» **The exercise**:
Swap "Provide the mask" for "Give the outline" wherever it occurs in the data below, and reproduce the data with nothing else changed.

» **Dataset excerpts**:
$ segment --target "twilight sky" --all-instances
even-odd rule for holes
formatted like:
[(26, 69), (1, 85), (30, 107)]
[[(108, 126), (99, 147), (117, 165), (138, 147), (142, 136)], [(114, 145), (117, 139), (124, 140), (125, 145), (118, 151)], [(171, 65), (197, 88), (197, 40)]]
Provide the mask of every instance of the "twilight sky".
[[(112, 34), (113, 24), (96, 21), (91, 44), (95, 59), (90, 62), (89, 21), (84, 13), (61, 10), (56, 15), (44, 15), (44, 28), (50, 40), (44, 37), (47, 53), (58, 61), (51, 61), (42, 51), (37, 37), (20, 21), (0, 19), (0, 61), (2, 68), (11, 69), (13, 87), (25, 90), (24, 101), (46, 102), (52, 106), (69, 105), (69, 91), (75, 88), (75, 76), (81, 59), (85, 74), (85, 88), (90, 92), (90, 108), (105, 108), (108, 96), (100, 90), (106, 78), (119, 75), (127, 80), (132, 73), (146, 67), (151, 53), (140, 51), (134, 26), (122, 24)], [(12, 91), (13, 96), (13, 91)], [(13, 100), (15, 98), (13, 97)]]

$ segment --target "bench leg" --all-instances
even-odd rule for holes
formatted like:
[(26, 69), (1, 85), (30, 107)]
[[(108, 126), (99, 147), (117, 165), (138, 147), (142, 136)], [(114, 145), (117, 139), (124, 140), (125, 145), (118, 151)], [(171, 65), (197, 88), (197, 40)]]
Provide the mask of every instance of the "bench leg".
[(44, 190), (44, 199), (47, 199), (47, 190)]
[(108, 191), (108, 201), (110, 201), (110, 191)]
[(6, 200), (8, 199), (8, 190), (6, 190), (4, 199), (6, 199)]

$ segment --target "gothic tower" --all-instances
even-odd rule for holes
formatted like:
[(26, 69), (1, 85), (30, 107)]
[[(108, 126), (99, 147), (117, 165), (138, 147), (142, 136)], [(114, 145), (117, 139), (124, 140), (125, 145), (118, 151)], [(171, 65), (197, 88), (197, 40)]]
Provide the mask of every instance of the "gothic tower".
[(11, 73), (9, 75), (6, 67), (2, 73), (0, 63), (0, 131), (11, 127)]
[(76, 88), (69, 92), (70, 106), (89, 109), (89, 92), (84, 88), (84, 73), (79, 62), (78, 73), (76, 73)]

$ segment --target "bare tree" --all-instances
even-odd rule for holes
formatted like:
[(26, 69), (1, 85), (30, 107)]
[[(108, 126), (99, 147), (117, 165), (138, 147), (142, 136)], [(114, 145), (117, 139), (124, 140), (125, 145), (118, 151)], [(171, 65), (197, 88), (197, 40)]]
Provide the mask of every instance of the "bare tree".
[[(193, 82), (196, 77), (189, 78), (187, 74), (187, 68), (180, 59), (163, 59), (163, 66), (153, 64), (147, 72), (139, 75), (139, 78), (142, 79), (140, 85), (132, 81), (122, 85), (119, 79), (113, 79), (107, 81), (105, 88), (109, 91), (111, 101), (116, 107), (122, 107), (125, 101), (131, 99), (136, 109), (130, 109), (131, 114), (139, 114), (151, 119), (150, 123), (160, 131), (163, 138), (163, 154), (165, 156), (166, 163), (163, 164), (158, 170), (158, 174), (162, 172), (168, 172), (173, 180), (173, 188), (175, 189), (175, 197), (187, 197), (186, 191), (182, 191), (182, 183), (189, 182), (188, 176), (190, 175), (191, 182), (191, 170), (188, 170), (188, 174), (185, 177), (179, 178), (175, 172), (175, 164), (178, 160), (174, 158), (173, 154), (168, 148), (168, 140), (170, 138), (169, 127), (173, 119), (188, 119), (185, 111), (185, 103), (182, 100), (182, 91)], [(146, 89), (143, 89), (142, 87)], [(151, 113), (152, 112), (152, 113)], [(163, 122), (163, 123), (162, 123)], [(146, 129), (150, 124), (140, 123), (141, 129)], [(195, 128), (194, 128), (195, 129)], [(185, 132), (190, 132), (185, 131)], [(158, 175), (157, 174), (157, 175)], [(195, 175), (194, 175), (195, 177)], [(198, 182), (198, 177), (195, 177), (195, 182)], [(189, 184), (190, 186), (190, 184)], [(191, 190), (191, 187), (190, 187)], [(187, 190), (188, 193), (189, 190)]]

» **Solution to this problem**:
$ segment --target "twilight sky" --all-instances
even-odd rule for holes
formatted like:
[(26, 69), (1, 85), (30, 107)]
[[(108, 126), (99, 147), (117, 165), (138, 147), (142, 136)], [(114, 145), (117, 139), (124, 140), (125, 145), (118, 151)], [(171, 65), (197, 88), (197, 40)]]
Give the outline of every instance of the "twilight sky".
[[(112, 34), (113, 24), (96, 21), (91, 44), (95, 59), (90, 62), (89, 21), (84, 13), (61, 10), (56, 15), (44, 15), (44, 28), (50, 40), (44, 37), (47, 53), (58, 61), (51, 61), (42, 51), (37, 37), (20, 21), (0, 19), (0, 61), (2, 68), (11, 69), (13, 87), (25, 90), (24, 101), (46, 102), (52, 106), (69, 105), (69, 91), (75, 88), (75, 76), (81, 59), (85, 74), (85, 88), (90, 92), (90, 108), (105, 108), (108, 96), (100, 90), (106, 78), (119, 75), (127, 80), (132, 73), (146, 67), (151, 53), (140, 51), (134, 26), (122, 24)], [(12, 91), (13, 96), (13, 91)], [(13, 100), (15, 98), (13, 97)]]

$ segment --target "bench leg" --all-instances
even-odd rule for holes
formatted like:
[(26, 69), (1, 85), (30, 107)]
[[(108, 126), (99, 147), (117, 165), (138, 147), (142, 136)], [(114, 145), (117, 139), (124, 140), (125, 145), (118, 151)], [(171, 65), (197, 88), (197, 40)]]
Give the outline of every instance of the "bench leg".
[(44, 190), (44, 199), (47, 199), (47, 190)]
[(108, 191), (108, 201), (110, 201), (110, 191)]
[(6, 200), (8, 199), (8, 190), (6, 190), (4, 199), (6, 199)]

$ segment --target "gothic tower" --all-instances
even-odd rule for holes
formatted like:
[(26, 69), (1, 85), (30, 107)]
[[(108, 126), (99, 147), (117, 165), (138, 147), (142, 136)], [(114, 145), (117, 139), (124, 140), (125, 145), (118, 151)], [(171, 65), (197, 88), (197, 40)]]
Give the outline of every instance of the "gothic tower".
[(11, 73), (9, 75), (6, 67), (2, 73), (0, 63), (0, 131), (11, 127)]
[(76, 88), (69, 92), (70, 106), (89, 109), (89, 92), (84, 88), (84, 73), (79, 62), (78, 73), (76, 73)]

$ segment --target "bare tree" --all-instances
even-odd rule for holes
formatted like:
[(26, 69), (1, 85), (30, 107)]
[[(108, 126), (99, 147), (117, 165), (138, 147), (142, 136)], [(114, 145), (117, 139), (124, 140), (125, 145), (118, 151)], [(171, 65), (197, 88), (197, 40)]]
Give the outline of every instance of the "bare tree".
[[(193, 82), (196, 77), (189, 78), (187, 74), (187, 68), (180, 59), (163, 59), (163, 66), (153, 64), (147, 72), (139, 75), (139, 78), (142, 79), (140, 85), (132, 81), (122, 85), (119, 79), (113, 79), (107, 81), (105, 88), (109, 91), (111, 101), (116, 107), (122, 107), (125, 101), (131, 99), (136, 109), (130, 109), (131, 114), (139, 114), (151, 119), (150, 123), (160, 131), (163, 138), (163, 154), (165, 156), (166, 163), (163, 164), (158, 170), (158, 174), (162, 172), (168, 172), (173, 180), (173, 188), (175, 189), (175, 197), (187, 197), (186, 191), (182, 191), (182, 183), (189, 182), (188, 176), (190, 175), (191, 182), (191, 170), (188, 170), (188, 174), (185, 177), (179, 178), (175, 172), (175, 164), (178, 160), (174, 158), (173, 154), (168, 148), (168, 140), (170, 138), (169, 127), (173, 119), (188, 119), (185, 111), (185, 103), (182, 100), (182, 91)], [(146, 89), (143, 89), (142, 87)], [(151, 113), (152, 112), (152, 113)], [(163, 122), (163, 123), (162, 123)], [(146, 129), (150, 124), (140, 123), (141, 129)], [(195, 128), (194, 128), (195, 129)], [(185, 132), (190, 132), (185, 131)], [(158, 175), (157, 174), (157, 175)], [(195, 175), (194, 175), (195, 177)], [(198, 182), (198, 177), (195, 177), (195, 182)], [(189, 184), (190, 186), (190, 184)], [(191, 190), (191, 187), (190, 187)], [(187, 190), (188, 193), (189, 190)]]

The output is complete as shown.